Collected data:
● ● ● ● ● ● ●
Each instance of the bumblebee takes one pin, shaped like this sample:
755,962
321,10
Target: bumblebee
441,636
● ● ● ● ● ● ●
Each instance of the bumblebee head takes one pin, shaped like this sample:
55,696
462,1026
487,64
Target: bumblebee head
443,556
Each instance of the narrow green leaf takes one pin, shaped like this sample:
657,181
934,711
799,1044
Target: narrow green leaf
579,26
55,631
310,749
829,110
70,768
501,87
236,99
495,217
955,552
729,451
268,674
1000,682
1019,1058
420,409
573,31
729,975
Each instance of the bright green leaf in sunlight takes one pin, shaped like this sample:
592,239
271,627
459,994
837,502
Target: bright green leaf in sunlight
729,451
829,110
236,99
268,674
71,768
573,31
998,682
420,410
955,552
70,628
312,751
● ● ● ● ● ● ●
_Work order:_ Return every line of the preceding records in which the word "this" appears.

_Worked solution:_
Each instance of the bumblebee takes one pin, shaped like this sample:
Each instance of the bumblebee head takes one pin, shaped like this sample:
Each instance of the narrow green leaf takes one pin, shaped like this sample:
Each instance of the bright green leaf in sunlight takes one pin, shaped like this sample:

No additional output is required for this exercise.